--- Quoted passage ---

Purpose of the Study:

  • To develop and validate a machine learning algorithm for automated analysis of MammoWave data.
  • To differentiate between microwave signals from healthy breast tissue and tissue with potential lesions.
  • To assess the diagnostic performance of the proposed machine learning model.

Main Methods:

  • A supervised machine learning algorithm, specifically a support vector machine with a radial basis function, was employed.
  • The algorithm was trained and tested using S21 signal data from the MammoWave device collected at a clinical validation center.
  • The model was evaluated on its ability to classify signals as 'no finding' (NF) or 'with finding' (WF).

Main Results:

  • The machine learning model demonstrated the capability to recognize MammoWave breast signals corresponding to both healthy and abnormal tissue.
  • The proposed ML model achieved a sensitivity of 84.40% for NF/WF recognition.
  • A high specificity of 95.50% was achieved in distinguishing between healthy and abnormal breast tissue signals.

Conclusions:

  • The developed machine learning model shows significant potential for automated analysis of microwave breast imaging data.
  • The MammoWave device, coupled with machine learning, offers a promising radiation-free approach for breast lesion detection.
  • Further clinical validation is ongoing to establish the role of this technology in breast cancer screening.

--- Data ---

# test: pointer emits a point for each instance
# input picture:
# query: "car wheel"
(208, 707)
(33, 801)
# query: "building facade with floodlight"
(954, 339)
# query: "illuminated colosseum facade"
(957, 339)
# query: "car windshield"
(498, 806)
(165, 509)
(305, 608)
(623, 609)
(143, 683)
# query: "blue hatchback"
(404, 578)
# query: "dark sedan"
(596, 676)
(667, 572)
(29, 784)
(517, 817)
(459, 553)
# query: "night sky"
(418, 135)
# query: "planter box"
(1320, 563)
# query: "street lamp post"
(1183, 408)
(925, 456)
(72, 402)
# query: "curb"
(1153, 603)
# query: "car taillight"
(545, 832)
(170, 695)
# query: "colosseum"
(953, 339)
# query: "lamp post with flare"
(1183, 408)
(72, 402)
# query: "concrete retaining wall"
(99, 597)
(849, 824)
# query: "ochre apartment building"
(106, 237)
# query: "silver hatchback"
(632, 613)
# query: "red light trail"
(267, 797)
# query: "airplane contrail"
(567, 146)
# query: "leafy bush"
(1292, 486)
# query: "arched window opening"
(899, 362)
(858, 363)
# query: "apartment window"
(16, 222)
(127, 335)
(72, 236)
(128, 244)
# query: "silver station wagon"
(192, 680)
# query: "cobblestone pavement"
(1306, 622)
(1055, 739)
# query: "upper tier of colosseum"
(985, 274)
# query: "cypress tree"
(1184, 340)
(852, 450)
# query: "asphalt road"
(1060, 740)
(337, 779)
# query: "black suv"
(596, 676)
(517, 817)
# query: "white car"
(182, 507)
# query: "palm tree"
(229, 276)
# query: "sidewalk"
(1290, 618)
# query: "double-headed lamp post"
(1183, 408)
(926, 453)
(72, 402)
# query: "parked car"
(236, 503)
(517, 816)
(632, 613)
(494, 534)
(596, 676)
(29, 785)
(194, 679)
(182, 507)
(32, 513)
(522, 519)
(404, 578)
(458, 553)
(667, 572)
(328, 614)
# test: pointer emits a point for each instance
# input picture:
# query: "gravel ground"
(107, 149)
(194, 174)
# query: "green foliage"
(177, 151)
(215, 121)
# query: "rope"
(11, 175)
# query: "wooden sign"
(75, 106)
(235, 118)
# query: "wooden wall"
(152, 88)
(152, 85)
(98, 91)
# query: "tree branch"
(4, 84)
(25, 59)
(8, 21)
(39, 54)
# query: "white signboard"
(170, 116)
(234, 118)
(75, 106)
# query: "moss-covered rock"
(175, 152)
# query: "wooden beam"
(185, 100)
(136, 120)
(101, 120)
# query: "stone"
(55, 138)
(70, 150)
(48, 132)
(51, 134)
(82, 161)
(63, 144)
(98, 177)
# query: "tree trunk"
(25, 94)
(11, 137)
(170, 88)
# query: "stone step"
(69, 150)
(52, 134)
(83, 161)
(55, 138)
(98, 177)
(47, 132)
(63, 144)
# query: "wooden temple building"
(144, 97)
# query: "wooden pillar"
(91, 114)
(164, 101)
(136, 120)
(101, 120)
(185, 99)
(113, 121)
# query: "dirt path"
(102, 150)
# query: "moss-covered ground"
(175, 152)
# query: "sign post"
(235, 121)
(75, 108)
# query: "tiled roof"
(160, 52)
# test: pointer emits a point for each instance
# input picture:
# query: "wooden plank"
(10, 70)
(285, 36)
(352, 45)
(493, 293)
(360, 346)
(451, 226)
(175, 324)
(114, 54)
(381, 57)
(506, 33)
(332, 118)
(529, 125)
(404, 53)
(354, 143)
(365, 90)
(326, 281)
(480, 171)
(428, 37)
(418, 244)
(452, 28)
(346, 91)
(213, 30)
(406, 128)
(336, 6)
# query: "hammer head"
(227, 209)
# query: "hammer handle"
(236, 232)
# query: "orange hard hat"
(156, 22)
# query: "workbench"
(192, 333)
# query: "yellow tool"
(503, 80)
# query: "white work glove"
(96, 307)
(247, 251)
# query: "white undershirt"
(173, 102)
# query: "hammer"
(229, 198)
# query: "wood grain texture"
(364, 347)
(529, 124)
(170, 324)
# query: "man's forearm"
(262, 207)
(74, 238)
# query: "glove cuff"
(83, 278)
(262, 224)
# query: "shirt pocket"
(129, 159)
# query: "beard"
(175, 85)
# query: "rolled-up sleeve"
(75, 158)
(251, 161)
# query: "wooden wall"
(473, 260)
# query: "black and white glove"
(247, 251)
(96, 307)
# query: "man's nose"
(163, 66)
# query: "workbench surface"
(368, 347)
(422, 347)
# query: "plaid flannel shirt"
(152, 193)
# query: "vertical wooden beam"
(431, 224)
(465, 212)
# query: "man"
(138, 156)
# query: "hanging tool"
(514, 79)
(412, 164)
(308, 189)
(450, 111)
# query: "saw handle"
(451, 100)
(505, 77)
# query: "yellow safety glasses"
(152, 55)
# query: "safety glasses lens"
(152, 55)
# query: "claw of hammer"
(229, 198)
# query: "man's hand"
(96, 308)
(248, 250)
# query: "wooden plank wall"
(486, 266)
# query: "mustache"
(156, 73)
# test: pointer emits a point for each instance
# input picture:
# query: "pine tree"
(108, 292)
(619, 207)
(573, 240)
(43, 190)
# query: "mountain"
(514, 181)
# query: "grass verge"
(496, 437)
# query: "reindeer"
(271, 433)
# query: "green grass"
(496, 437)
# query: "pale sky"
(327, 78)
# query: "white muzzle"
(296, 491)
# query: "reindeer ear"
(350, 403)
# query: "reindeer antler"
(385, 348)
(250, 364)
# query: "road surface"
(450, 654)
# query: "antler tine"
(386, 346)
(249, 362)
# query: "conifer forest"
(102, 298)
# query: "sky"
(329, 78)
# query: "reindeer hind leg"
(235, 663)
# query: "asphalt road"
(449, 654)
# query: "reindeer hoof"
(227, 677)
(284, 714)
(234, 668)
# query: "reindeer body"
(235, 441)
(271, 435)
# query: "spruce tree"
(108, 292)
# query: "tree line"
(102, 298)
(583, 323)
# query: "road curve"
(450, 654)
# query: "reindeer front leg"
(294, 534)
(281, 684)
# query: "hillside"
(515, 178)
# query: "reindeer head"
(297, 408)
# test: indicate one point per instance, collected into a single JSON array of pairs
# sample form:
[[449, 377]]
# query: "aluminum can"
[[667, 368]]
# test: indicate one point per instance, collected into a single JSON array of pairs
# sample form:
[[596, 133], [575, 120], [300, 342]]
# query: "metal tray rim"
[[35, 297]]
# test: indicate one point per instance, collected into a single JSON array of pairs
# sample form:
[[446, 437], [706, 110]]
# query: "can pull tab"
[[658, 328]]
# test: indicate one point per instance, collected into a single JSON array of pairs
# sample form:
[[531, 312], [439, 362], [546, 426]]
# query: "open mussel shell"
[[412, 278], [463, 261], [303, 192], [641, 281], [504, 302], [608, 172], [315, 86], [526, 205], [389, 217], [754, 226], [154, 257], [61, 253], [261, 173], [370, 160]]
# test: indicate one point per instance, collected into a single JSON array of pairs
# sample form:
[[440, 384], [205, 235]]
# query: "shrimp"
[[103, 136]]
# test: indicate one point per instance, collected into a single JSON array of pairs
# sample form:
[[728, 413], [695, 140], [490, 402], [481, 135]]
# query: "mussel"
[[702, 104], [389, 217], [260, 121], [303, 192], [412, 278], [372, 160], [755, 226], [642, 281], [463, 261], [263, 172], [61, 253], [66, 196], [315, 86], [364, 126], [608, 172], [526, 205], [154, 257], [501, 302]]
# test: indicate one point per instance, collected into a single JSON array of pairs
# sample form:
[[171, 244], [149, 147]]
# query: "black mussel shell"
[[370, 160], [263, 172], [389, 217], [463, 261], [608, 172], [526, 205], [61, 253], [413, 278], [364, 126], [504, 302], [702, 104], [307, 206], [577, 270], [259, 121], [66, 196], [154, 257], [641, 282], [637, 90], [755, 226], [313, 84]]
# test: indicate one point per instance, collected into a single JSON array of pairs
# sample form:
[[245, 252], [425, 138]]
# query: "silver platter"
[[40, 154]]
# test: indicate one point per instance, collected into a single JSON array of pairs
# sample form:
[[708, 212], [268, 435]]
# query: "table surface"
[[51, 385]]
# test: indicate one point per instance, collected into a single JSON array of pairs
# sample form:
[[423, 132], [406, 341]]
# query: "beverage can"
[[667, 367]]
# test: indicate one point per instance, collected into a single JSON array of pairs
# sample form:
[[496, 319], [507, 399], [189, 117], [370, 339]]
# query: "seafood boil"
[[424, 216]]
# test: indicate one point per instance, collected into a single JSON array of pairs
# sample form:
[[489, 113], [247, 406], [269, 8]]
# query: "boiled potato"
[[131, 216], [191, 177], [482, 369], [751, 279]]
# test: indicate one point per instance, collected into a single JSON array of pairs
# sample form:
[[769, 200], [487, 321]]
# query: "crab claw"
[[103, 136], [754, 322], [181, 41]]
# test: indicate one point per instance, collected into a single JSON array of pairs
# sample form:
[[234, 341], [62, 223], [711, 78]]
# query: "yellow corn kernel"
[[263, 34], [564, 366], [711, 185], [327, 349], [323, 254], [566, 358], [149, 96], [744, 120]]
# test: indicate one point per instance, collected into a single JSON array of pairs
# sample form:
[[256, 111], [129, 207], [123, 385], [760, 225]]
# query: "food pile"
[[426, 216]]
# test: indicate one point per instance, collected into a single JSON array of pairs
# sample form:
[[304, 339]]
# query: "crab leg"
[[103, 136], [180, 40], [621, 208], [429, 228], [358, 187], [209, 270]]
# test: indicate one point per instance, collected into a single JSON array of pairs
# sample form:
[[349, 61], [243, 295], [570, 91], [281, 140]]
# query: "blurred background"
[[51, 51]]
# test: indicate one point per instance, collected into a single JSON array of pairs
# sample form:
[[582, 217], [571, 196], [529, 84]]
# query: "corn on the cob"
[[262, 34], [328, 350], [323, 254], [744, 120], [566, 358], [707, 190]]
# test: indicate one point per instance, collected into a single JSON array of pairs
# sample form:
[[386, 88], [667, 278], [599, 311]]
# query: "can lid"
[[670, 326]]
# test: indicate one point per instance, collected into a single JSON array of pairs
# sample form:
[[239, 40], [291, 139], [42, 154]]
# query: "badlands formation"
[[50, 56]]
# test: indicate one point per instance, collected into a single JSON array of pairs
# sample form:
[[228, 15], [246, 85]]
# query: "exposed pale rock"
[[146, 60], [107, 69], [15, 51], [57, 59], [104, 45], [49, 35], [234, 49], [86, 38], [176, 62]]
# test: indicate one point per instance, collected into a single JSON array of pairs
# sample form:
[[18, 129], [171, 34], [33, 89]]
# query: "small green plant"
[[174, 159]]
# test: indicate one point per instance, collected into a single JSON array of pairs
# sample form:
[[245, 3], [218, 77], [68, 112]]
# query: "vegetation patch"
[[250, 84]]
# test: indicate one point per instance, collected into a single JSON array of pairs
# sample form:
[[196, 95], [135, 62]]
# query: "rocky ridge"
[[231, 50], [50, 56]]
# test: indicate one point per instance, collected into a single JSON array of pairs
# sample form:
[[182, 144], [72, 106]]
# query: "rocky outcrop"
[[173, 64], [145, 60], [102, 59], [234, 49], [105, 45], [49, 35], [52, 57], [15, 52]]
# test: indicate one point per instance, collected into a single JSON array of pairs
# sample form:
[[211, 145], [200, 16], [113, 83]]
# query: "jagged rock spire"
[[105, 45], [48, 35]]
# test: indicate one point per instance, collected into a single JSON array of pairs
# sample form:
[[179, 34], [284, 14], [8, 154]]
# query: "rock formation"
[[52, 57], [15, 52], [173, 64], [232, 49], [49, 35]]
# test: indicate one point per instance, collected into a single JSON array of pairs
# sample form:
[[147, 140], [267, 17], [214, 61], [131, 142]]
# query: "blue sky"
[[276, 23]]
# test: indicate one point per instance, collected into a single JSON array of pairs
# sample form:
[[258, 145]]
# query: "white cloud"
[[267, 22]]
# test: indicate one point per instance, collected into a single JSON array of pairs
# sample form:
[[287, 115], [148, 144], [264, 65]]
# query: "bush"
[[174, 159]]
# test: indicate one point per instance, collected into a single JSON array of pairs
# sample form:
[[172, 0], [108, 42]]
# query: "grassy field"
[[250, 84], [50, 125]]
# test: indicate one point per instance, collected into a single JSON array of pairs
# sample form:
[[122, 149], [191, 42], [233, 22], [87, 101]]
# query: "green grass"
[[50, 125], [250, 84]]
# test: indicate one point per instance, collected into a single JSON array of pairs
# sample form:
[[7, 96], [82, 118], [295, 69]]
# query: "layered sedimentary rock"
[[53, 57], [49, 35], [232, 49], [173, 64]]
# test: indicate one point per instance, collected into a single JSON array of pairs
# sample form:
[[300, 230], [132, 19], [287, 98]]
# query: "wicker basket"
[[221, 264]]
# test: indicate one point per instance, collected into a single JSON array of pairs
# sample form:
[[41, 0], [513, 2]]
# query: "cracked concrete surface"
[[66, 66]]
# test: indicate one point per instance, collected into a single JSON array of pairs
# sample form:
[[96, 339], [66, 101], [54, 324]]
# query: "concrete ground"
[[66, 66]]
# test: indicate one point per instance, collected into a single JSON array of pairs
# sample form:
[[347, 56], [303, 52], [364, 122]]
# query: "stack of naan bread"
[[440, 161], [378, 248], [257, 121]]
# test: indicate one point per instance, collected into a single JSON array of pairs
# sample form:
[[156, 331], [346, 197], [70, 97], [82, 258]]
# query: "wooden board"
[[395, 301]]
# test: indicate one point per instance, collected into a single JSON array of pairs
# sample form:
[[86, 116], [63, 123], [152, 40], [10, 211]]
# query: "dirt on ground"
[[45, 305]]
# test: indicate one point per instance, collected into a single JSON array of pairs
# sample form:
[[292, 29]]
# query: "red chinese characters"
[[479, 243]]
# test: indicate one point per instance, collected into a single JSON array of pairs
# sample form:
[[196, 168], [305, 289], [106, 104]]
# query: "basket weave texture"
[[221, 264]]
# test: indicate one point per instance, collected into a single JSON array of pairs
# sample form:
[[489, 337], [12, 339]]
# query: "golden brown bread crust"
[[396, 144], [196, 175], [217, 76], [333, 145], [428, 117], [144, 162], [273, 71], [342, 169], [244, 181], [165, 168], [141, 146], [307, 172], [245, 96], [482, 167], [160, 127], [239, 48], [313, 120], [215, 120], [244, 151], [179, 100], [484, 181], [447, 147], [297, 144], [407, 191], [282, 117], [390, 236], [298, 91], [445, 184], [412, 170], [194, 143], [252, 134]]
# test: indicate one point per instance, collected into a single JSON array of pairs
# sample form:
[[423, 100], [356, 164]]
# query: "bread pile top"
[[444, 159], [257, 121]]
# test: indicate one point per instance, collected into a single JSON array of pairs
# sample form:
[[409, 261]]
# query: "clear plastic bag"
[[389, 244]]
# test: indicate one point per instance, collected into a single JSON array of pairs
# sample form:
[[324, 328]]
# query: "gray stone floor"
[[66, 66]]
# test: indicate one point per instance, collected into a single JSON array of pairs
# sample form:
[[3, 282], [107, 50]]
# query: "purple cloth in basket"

---

→ **Work request**
Retype the summary of the MammoWave machine learning study from "Purpose of the" to "function, was employed.", word for word.

→ **Answer space**
Purpose of the Study:

  • To develop and validate a machine learning algorithm for automated analysis of MammoWave data.
  • To differentiate between microwave signals from healthy breast tissue and tissue with potential lesions.
  • To assess the diagnostic performance of the proposed machine learning model.

Main Methods:

  • A supervised machine learning algorithm, specifically a support vector machine with a radial basis function, was employed.